*Text segment*:
===============

Guido Bodrato (born 27 March 1933) is an Italian politician.

Biography
Bodrato was born in Monteu Roero, in Piedmont, and graduated in jurisprudence. He entered Christian Democracy (Democrazia Cristiana, or DC) and was elected in the Italian Chamber of Deputies for that party from 1968 to 1994. He was also municipal councillor in Turin. Together with Carlo Donat-Cattin, he was a leader of DC's Forze Nuove internal wing (a left wing), and later, as a collaborator of Benigno Zaccagnini, a founder of the so-called Area Zac with Mino Martinazzoli and others.

Bodrato was Minister of Education from 1980 and 1982 (Forlani and Spadolini I/II cabinets), then, in 1982-1983, Minister of Economic Balance in the Fanfani V cabinet. After a period as DC's vice-secretary under Ciriaco De Mita and then Arnaldo Forlani, he was again minister, this time of Industry and Commerce, in 1991-1992 (Andreotti VII Cabinet).

===============

*Record excerpts*:
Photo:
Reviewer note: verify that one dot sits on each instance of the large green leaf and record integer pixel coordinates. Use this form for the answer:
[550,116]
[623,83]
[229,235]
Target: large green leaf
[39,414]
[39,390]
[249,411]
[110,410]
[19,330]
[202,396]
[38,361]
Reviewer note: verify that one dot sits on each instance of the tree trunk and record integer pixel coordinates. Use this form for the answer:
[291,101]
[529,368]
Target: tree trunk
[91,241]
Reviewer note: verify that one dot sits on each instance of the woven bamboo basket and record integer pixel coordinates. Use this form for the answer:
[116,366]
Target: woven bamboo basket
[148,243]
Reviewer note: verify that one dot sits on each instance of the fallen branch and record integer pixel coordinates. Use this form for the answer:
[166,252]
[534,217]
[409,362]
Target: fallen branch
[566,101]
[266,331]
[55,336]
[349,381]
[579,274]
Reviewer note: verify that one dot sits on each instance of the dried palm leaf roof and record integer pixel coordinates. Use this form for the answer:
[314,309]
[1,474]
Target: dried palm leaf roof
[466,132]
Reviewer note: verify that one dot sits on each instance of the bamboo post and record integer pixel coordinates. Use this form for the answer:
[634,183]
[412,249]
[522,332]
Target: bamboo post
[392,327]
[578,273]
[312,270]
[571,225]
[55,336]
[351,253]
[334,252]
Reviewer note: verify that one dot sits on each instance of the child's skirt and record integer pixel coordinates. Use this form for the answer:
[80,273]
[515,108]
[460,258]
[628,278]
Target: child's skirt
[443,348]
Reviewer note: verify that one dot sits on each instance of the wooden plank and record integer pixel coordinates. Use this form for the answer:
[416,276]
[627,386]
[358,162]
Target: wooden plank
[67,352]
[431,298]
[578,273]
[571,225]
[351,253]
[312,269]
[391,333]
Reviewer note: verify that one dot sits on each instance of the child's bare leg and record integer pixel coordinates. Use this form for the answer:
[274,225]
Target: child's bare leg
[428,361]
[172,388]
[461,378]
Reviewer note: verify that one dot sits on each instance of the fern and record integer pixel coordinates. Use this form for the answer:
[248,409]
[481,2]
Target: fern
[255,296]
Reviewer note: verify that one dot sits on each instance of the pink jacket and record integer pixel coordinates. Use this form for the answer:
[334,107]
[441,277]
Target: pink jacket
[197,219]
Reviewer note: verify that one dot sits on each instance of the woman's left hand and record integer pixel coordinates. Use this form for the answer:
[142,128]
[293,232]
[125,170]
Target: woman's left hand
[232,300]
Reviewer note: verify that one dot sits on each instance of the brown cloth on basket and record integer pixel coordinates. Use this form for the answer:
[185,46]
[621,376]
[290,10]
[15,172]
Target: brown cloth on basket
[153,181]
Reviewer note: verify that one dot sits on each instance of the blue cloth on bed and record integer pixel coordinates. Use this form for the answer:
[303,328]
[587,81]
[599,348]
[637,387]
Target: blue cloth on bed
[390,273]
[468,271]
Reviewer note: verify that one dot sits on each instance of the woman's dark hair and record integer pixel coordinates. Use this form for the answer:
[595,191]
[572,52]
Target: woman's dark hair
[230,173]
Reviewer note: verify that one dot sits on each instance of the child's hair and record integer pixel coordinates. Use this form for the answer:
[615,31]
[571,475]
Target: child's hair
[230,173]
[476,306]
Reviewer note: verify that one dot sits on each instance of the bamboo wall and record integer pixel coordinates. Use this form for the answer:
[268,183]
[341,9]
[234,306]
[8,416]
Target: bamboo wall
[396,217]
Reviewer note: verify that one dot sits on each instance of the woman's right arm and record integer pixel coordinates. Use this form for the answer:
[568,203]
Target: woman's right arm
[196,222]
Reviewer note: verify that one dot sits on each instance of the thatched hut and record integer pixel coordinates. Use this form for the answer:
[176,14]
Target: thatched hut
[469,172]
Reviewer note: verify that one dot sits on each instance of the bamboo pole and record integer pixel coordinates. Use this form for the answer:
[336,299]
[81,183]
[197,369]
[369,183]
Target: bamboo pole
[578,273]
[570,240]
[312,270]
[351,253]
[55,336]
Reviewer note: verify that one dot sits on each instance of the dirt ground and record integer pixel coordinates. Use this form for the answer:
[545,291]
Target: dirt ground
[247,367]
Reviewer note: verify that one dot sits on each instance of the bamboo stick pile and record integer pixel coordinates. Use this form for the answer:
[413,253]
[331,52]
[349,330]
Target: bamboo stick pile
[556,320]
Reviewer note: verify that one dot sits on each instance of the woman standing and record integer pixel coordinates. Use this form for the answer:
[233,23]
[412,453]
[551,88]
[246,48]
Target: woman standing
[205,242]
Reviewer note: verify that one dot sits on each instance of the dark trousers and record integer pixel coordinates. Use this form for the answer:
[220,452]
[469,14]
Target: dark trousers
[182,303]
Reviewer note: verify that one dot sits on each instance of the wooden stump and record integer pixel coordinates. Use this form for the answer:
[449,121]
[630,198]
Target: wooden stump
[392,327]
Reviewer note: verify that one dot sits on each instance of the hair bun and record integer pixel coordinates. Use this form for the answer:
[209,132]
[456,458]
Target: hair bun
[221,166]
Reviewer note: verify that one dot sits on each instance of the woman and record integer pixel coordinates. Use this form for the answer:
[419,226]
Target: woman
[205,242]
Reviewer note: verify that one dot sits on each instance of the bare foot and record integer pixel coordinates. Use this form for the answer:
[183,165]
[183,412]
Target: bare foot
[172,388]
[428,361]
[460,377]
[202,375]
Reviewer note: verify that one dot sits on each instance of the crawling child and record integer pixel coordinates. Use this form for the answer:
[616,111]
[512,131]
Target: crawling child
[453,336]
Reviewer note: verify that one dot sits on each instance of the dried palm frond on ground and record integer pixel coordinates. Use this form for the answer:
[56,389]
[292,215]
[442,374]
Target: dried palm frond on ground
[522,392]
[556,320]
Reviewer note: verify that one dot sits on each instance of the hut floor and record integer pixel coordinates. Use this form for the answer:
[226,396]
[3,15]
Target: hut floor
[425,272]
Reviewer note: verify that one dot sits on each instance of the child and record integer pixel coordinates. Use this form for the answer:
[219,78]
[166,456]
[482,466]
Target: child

===============

*Stated problem 1*:
According to the Guido Bodrato biography, where was Bodrato born?
*Stated problem 2*:
Write out the Guido Bodrato biography between "Guido Bodrato (born" and "Martinazzoli and others.", inclusive, substituting "Milan" for "Turin".
The listing comes from a separate source unrelated to the Guido Bodrato biography.

*Expected answer 1*:
Monteu Roero, in Piedmont.

*Expected answer 2*:
Guido Bodrato (born 27 March 1933) is an Italian politician.

Biography
Bodrato was born in Monteu Roero, in Piedmont, and graduated in jurisprudence. He entered Christian Democracy (Democrazia Cristiana, or DC) and was elected in the Italian Chamber of Deputies for that party from 1968 to 1994. He was also municipal councillor in Milan. Together with Carlo Donat-Cattin, he was a leader of DC's Forze Nuove internal wing (a left wing), and later, as a collaborator of Benigno Zaccagnini, a founder of the so-called Area Zac with Mino Martinazzoli and others.